REQUIREMENT A – Reproduce the passage on the comedian behind the Tora-san films word for word, in full.

TEXT EXCERPT –
Not even the director of his 48 comedies, Yoji Yamada, knew of his death until he had departed, as he had wished, like any ordinary person, without fuss or ceremony. But he has an enduring place in The Guinness Book of Records as the comic hero Tora-san of the world's longest-running movie series. For many years, they were turned out at the rate of two a year, but recently only one would appear in time for the New Year season. The general title of the series was Otoko wa tsurai yo ("It's Tough Being A Man"), a title which expressed perfectly the comedian's own life.

[Coordinate annotation records]
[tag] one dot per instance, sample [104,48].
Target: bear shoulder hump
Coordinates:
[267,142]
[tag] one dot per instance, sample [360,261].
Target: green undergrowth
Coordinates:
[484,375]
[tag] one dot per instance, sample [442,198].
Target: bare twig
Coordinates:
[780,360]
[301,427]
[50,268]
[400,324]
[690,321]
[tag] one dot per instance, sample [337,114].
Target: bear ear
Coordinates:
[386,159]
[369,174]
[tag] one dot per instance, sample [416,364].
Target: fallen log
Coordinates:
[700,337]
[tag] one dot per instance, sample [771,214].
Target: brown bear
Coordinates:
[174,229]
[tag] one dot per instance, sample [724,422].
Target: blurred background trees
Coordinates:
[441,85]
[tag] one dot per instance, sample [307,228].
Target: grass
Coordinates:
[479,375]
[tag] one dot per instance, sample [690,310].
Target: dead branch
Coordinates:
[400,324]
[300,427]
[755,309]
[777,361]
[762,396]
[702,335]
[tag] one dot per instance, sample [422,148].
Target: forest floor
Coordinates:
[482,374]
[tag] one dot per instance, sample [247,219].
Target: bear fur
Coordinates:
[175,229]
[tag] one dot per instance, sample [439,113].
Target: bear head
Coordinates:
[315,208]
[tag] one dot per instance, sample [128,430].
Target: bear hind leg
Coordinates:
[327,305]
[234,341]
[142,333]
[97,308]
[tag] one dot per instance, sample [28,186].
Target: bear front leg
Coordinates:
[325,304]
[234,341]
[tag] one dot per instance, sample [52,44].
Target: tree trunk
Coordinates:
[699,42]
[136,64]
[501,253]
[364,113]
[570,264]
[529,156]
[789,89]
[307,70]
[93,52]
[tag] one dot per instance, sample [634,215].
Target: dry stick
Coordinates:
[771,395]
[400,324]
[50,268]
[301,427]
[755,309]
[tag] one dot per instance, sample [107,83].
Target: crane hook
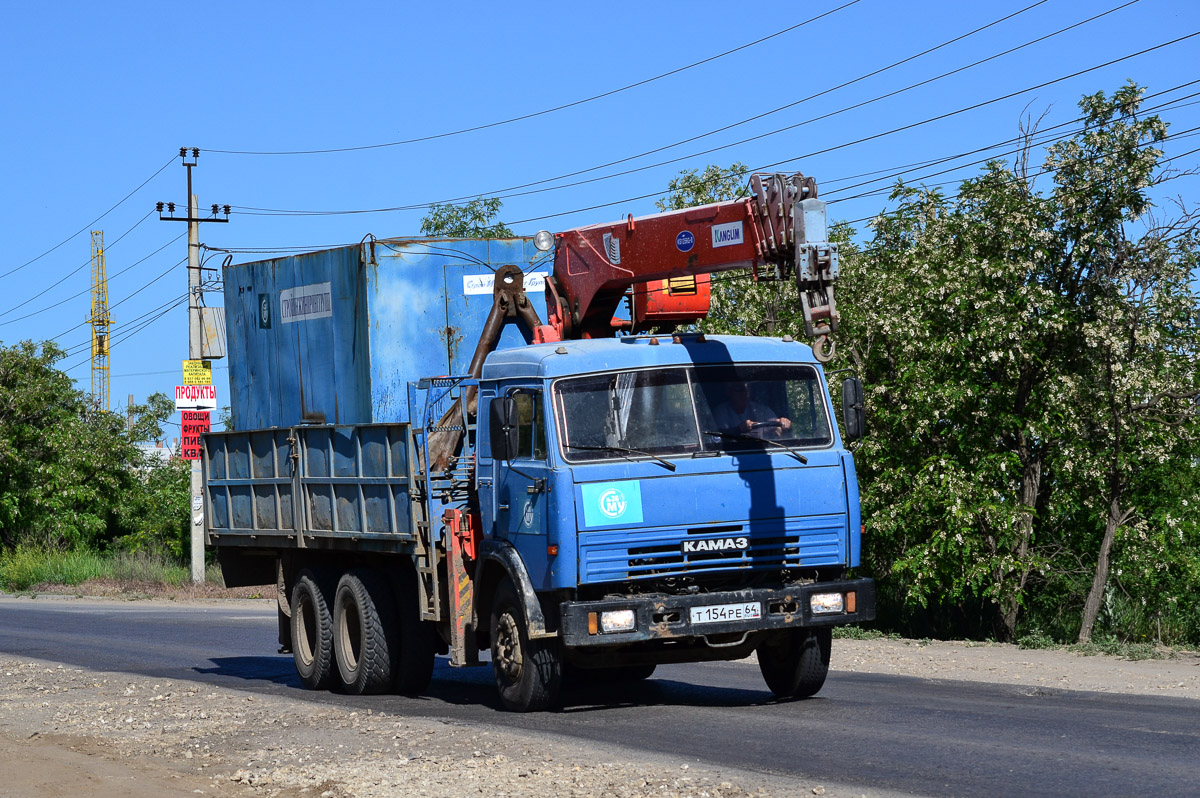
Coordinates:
[823,348]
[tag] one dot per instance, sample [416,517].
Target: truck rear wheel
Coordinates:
[795,661]
[528,672]
[312,630]
[364,633]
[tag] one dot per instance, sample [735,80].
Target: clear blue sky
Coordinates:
[97,97]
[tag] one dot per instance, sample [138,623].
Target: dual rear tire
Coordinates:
[360,634]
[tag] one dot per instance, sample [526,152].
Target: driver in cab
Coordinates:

REQUIREMENT B – Extract every line of the records above that contains the string "bear", treating uppercase and lowercase as different.

RESPONSE A –
Not even the director of his 48 comedies, Yoji Yamada, knew of his death until he had departed, as he had wished, like any ordinary person, without fuss or ceremony. But he has an enduring place in The Guinness Book of Records as the comic hero Tora-san of the world's longest-running movie series. For many years, they were turned out at the rate of two a year, but recently only one would appear in time for the New Year season. The general title of the series was Otoko wa tsurai yo ("It's Tough Being A Man"), a title which expressed perfectly the comedian's own life.

RESPONSE B –
Target: bear shoulder hump
Target: bear ear
Target: brown bear
Target: bear fur
Target: bear head
Target: bear hind leg
Target: bear front leg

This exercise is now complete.